Task brief:
Rewrite the material below, replacing "position" with "location" everywhere and leaving everything else unchanged. Leave out the pictures.

Data to process:
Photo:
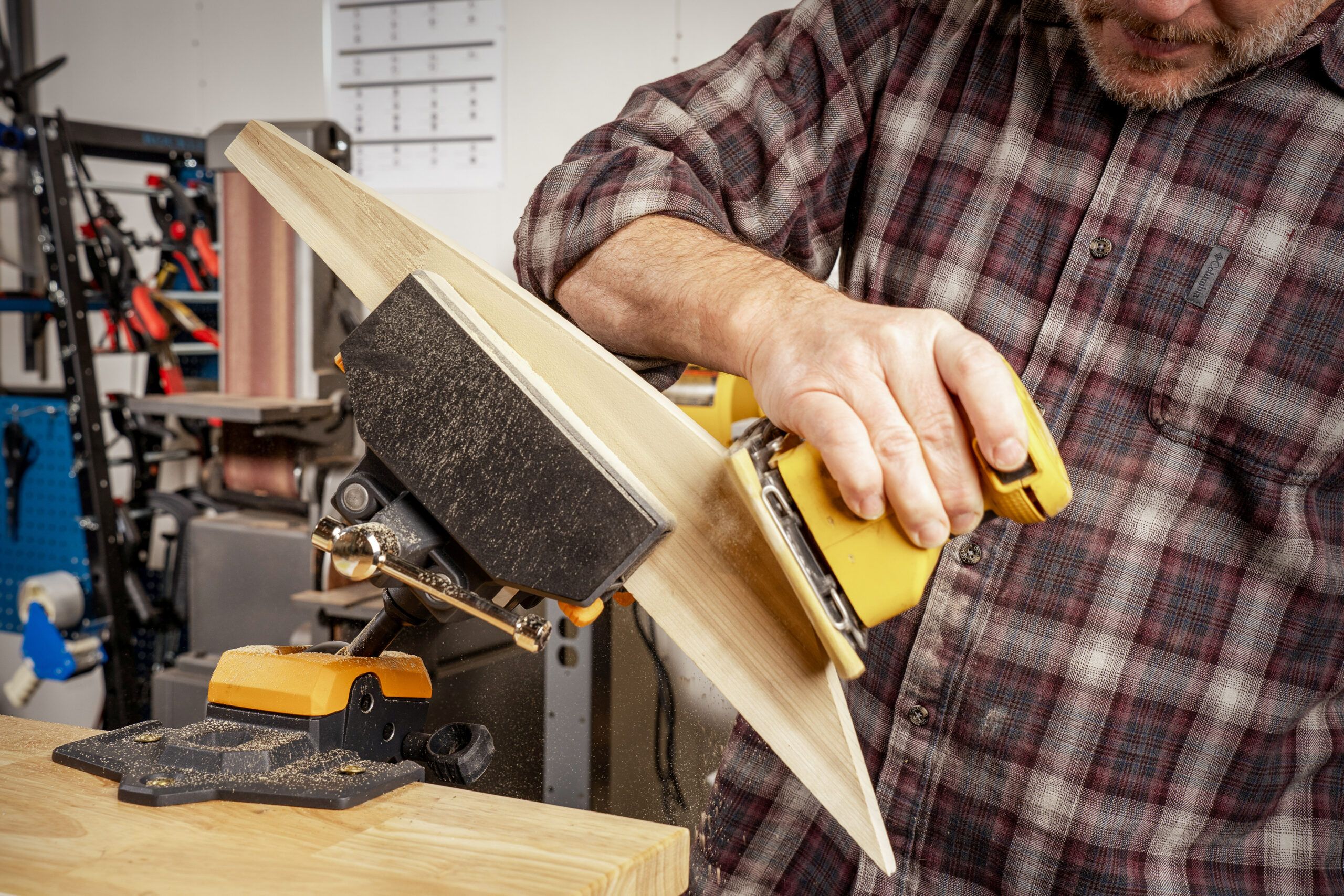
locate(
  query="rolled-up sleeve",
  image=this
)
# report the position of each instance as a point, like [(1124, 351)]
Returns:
[(761, 145)]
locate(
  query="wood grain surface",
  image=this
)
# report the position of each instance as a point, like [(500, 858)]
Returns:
[(713, 585), (64, 832)]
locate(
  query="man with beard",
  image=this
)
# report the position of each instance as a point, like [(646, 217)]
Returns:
[(1140, 205)]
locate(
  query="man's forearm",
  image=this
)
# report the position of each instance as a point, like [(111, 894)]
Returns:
[(668, 288), (874, 388)]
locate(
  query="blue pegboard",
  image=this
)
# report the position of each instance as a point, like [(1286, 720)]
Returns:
[(50, 536)]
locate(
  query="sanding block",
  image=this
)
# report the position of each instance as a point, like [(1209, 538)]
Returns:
[(853, 574)]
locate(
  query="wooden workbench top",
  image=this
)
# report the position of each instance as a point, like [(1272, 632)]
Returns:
[(65, 832)]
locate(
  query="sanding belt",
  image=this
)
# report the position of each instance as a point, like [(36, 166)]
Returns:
[(258, 333)]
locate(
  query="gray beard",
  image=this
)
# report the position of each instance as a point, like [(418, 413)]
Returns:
[(1241, 53)]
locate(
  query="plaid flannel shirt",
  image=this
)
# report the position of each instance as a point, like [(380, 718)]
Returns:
[(1144, 695)]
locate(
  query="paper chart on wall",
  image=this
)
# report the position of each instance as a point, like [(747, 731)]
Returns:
[(418, 87)]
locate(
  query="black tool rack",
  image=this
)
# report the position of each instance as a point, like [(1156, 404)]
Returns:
[(46, 145)]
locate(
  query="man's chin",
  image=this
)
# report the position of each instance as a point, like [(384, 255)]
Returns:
[(1147, 83), (1147, 89)]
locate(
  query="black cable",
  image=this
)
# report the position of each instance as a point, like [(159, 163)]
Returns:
[(20, 453), (664, 716)]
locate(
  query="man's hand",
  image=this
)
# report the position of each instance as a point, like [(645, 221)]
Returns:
[(874, 388)]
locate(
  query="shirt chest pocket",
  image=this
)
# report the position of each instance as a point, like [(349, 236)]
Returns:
[(1254, 363)]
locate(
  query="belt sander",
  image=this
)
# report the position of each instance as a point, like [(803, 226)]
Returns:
[(853, 574), (479, 493)]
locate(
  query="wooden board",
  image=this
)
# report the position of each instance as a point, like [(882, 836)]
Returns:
[(714, 585), (64, 832)]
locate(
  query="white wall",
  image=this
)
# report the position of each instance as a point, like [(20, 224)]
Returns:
[(190, 65)]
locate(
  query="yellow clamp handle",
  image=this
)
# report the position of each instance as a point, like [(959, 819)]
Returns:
[(1040, 488)]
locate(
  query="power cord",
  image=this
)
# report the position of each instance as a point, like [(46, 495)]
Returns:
[(664, 721)]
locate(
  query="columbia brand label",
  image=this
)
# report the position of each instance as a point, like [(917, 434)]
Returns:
[(1208, 275)]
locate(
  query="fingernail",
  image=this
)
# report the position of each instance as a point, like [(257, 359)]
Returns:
[(930, 535), (1010, 455), (872, 507), (964, 523)]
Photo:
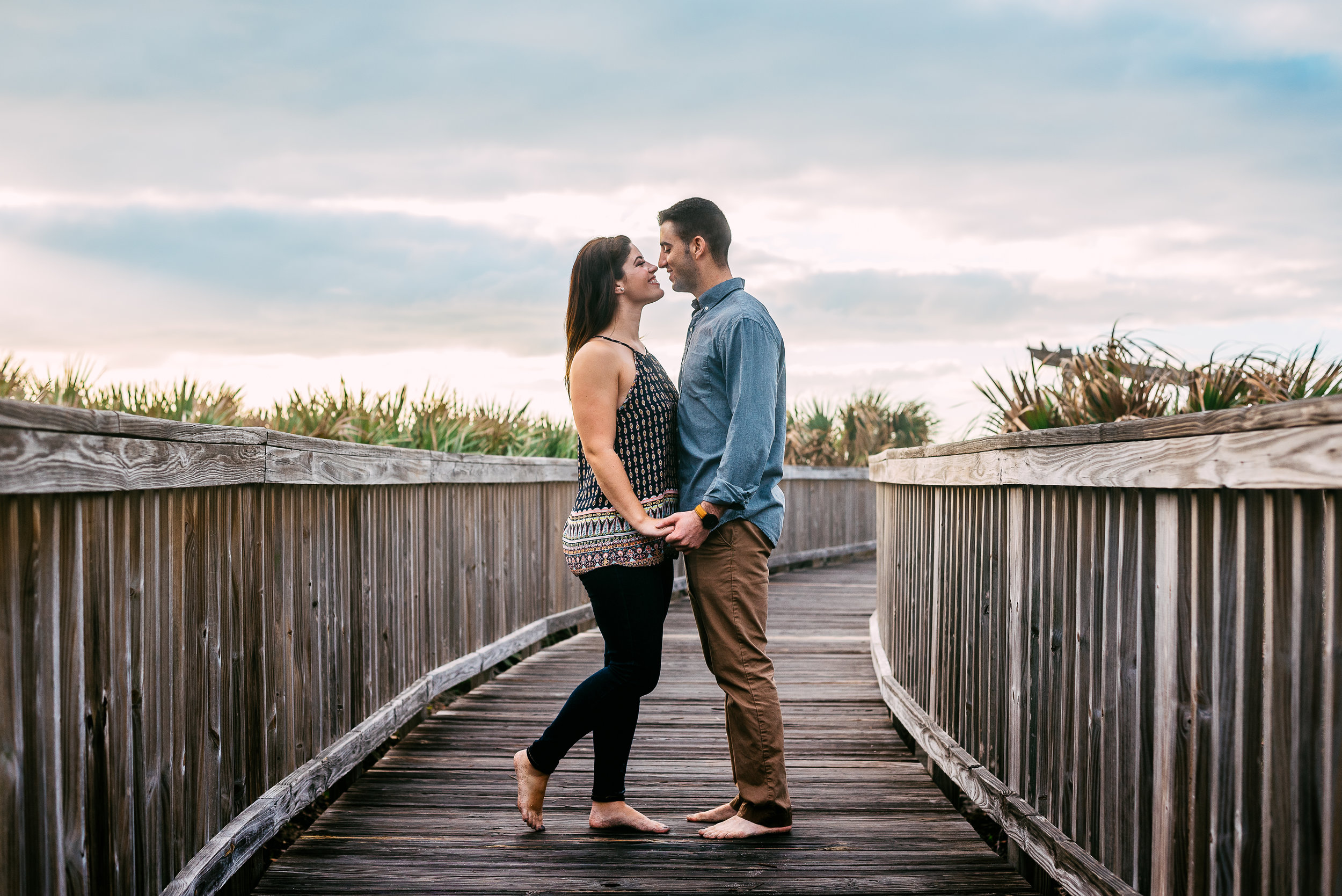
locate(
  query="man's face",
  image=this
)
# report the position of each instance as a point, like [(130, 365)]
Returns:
[(677, 260)]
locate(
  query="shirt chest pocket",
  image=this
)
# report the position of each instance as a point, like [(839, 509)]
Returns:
[(702, 367)]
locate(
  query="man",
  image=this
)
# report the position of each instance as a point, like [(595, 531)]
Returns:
[(732, 423)]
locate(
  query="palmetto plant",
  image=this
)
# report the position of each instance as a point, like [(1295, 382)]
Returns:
[(846, 435), (1295, 376), (439, 420), (811, 435), (1124, 378)]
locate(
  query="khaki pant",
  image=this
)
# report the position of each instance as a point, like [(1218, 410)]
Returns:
[(729, 591)]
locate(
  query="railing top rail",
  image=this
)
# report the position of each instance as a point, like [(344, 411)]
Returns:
[(46, 448), (1308, 412), (1294, 445)]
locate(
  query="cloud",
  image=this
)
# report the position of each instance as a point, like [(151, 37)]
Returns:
[(333, 178)]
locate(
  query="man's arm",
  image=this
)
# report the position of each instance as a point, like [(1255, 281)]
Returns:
[(750, 370)]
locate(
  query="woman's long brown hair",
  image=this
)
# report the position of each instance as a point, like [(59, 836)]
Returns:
[(592, 301)]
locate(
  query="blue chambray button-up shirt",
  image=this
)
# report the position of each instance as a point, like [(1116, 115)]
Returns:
[(733, 412)]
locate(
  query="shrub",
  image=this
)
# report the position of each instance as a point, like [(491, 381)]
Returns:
[(846, 435), (1125, 378)]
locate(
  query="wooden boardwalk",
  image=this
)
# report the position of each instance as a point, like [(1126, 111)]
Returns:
[(436, 814)]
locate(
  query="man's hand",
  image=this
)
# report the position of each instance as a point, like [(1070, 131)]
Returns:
[(689, 531)]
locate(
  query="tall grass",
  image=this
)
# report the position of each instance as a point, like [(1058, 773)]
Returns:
[(843, 435), (1126, 378), (438, 420)]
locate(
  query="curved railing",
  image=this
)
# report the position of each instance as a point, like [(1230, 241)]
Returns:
[(202, 628), (1124, 643)]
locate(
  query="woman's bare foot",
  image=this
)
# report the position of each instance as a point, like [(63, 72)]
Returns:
[(530, 790), (621, 814), (721, 813), (737, 828)]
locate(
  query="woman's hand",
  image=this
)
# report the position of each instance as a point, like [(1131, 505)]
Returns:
[(653, 528)]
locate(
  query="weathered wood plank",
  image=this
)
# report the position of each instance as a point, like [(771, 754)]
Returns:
[(1310, 412), (460, 833), (1301, 458), (230, 849), (35, 462), (1067, 863)]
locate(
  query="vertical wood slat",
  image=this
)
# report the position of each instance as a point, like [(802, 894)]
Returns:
[(1198, 718), (165, 657)]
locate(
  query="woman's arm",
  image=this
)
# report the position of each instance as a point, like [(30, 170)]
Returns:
[(600, 376)]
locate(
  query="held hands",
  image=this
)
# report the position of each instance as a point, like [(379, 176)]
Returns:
[(688, 530), (654, 528)]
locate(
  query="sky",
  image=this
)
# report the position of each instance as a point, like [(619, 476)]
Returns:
[(286, 195)]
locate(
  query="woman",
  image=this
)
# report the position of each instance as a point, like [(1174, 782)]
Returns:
[(624, 411)]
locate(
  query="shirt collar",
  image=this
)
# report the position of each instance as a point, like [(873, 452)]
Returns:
[(718, 293)]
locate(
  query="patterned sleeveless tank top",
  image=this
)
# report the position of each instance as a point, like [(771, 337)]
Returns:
[(595, 534)]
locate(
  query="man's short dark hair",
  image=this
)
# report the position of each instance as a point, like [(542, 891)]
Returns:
[(701, 218)]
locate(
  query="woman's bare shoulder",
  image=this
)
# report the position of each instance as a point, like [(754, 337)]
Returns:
[(600, 353)]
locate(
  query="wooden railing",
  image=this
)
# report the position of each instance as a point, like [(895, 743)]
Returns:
[(1124, 642), (202, 628)]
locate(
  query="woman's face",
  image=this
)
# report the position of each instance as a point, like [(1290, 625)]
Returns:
[(640, 279)]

Response:
Photo:
locate(
  query="rolled-up sleeve",
  image=this
)
# report the location of each instance as a point, like [(1124, 351)]
Returns:
[(761, 145)]
locate(
  query="wood grain surface",
  image=this
)
# report the location of each instance as a point, like [(500, 858)]
Returns:
[(713, 585), (64, 832)]
locate(
  query="man with beard",
  image=this
)
# report the location of each instance as a point, like [(646, 217)]
Returns:
[(1140, 205)]
locate(
  query="man's forearm",
  image=this
)
# report the location of each instance as a point, like [(111, 894)]
Returns:
[(668, 288), (874, 388)]
locate(
  query="blue pegboard",
  image=this
)
# report the location of each instance as a point, like [(1286, 720)]
Returns:
[(50, 536)]
locate(
  query="sanding block",
  image=this
)
# report the location of each instance as a point, like [(1209, 538)]
Returns:
[(853, 574)]
locate(
  query="wooden workbench top",
  image=this
)
# report the location of each instance as a point, like [(1272, 632)]
Returns:
[(65, 832)]
locate(
  query="sanding belt",
  image=this
)
# report the location of each instance as a point, like [(36, 166)]
Returns:
[(258, 333)]
locate(
  query="gray beard",
  image=this
)
# report the location of each instance as a point, like [(418, 413)]
Returns:
[(1241, 53)]
locate(
  query="plaid flannel shirt",
  image=this
)
# report the location of each instance as a point, like [(380, 718)]
Returns:
[(1144, 695)]
locate(
  query="paper chart on wall",
  image=this
)
# report the location of each instance as a point, like [(747, 731)]
Returns:
[(418, 87)]
locate(
  query="black tool rack",
  image=this
)
# report the location of each instance as a point, like [(1156, 404)]
Returns:
[(46, 145)]
locate(
  query="man's chin",
  image=this
)
# report the location of each instance as a point, like [(384, 255)]
Returns:
[(1147, 83), (1147, 89)]
locate(
  query="black cable",
  image=this
)
# report the location of each instance as a point, like [(159, 163)]
Returns:
[(20, 453), (664, 716)]
locate(
  query="man's hand",
  image=this
)
# report the location of each instance as a point, like [(645, 221)]
Returns:
[(874, 388)]
locate(
  query="shirt chest pocket",
  image=this
)
# report the location of each instance as a point, like [(349, 236)]
Returns:
[(1254, 363)]
locate(
  query="belt sander",
  image=this
)
# report the location of each instance as a point, like [(803, 226)]
Returns:
[(853, 574), (479, 493)]
locate(
  query="wooden board",
  image=this
)
# report the location of each instance as a point, like [(882, 836)]
Returns:
[(714, 585), (64, 832)]
locate(
  query="white wall",
  image=this
)
# report the location of each instance as a point, like [(20, 224)]
Returns:
[(190, 65)]
locate(
  query="yellow clamp handle",
  image=this
)
# report the location of each instance as a point, like [(959, 819)]
Returns:
[(1040, 488)]
locate(
  query="power cord",
  image=this
)
# report the location of each instance as a point, like [(46, 495)]
Returns:
[(664, 721)]
locate(
  query="columbia brand label",
  image=this
)
# report the location of each instance as a point, like [(917, 434)]
Returns:
[(1208, 275)]
locate(
  query="fingernail",
  image=this
)
# report the location of each instance as a point, like [(257, 359)]
Returns:
[(930, 535), (1010, 455), (872, 507), (964, 523)]
Photo:
locate(
  query="man's face",
  image=this
)
# report the location of each instance as a point, like [(130, 365)]
Returns:
[(677, 260)]
locate(
  query="shirt chest pocket",
  image=this
)
# report the location of each instance as a point, like [(839, 509)]
Returns:
[(702, 367)]
locate(
  query="man",
  image=this
)
# report the location of each instance as a point, like [(595, 531)]
Returns:
[(732, 423)]
locate(
  query="palmetto plant",
  image=this
)
# report the location of each instance as a point, like [(1295, 382)]
Returns:
[(846, 435), (1295, 376), (439, 420), (811, 435), (1124, 378)]
locate(
  query="khaki pant",
  image=this
)
# report the location of each instance as a point, like [(1218, 410)]
Returns:
[(729, 591)]
locate(
  query="railing top rail",
  image=this
)
# report the location of each instance as a point, like [(344, 411)]
Returns:
[(46, 448), (1308, 412), (1294, 445)]
locate(
  query="cloud",
  image=this
)
# report the location of each instance as a point, like [(151, 37)]
Returns:
[(333, 178)]
locate(
  query="man's arm",
  image=this
)
# report the location of each instance as a point, like [(1255, 281)]
Returns:
[(750, 370)]
locate(
  query="woman's long brown hair",
  image=this
)
# report the location of each instance as a point, like [(59, 836)]
Returns:
[(592, 301)]
locate(
  query="blue chambray button-up shirt",
  image=this
)
# report the location of each instance as a point, like [(1116, 115)]
Returns:
[(733, 412)]
locate(
  query="shrub",
  image=this
)
# report the location of each instance as a point, like [(491, 381)]
Returns:
[(846, 435), (1125, 378)]
locate(
  query="wooden boardwalk",
  image=this
)
# report the location of each instance as a point, like [(1126, 111)]
Returns:
[(436, 814)]
locate(
  query="man's hand",
  image=this
)
# report the location of each instance as a point, like [(1070, 131)]
Returns:
[(689, 531)]
locate(
  query="tall grass",
  image=this
)
# report the location of each instance as a point, like [(1058, 773)]
Returns:
[(843, 435), (1126, 378), (438, 420)]
locate(
  query="curved railing",
  image=this
)
# report the location of each instance as a point, like [(1230, 241)]
Returns:
[(202, 628), (1124, 643)]
locate(
  query="woman's bare foot",
  image=this
)
# report the location of each instance as a point, like [(63, 72)]
Returns:
[(530, 790), (621, 814), (721, 813), (737, 828)]
locate(
  query="woman's hand",
  image=this
)
# report the location of each instance as a point, like [(1131, 505)]
Returns:
[(653, 528)]
locate(
  query="weathered wood plank",
  image=this
)
# report the location of each instance as a point, like [(771, 754)]
Returns:
[(1310, 412), (460, 833), (1301, 458), (230, 849), (35, 462), (1067, 863)]
locate(
  query="vertical wood slat",
  image=this
)
# report the location of each instance as a point, like [(802, 894)]
Returns:
[(1198, 718), (165, 657)]
locate(
  query="woman's arm",
  image=this
)
# report the location of each instance as a point, like [(30, 170)]
Returns:
[(600, 376)]
locate(
  query="held hands",
  image=this
)
# report the location of each instance as a point, like [(379, 176)]
Returns:
[(688, 530), (654, 528)]
locate(
  query="sky",
  image=this
)
# report the location of each instance as a point, like [(619, 476)]
Returns:
[(286, 195)]
locate(
  query="woman",
  image=this
)
# report the location of each instance as a point, like [(1174, 782)]
Returns:
[(624, 411)]
locate(
  query="shirt collar",
  image=this
)
# report the location of each instance as a point, like [(873, 452)]
Returns:
[(718, 293)]
locate(
  query="patterned sleeveless tank top",
  image=this
)
# report the location of each instance as a point, like [(771, 337)]
Returns:
[(595, 534)]
locate(
  query="man's short dark hair",
  image=this
)
# report the location of each instance as a point, like [(542, 891)]
Returns:
[(701, 218)]
locate(
  query="woman's bare shoulder",
  image=this
)
# report the location of each instance as a point, like [(754, 337)]
Returns:
[(600, 353)]
locate(
  query="wooden railing",
  image=this
)
# report the location of each instance as a point, like [(895, 743)]
Returns:
[(1124, 642), (202, 628)]
locate(
  query="woman's face",
  image=this
)
# report the location of each instance as a point, like [(1290, 625)]
Returns:
[(640, 279)]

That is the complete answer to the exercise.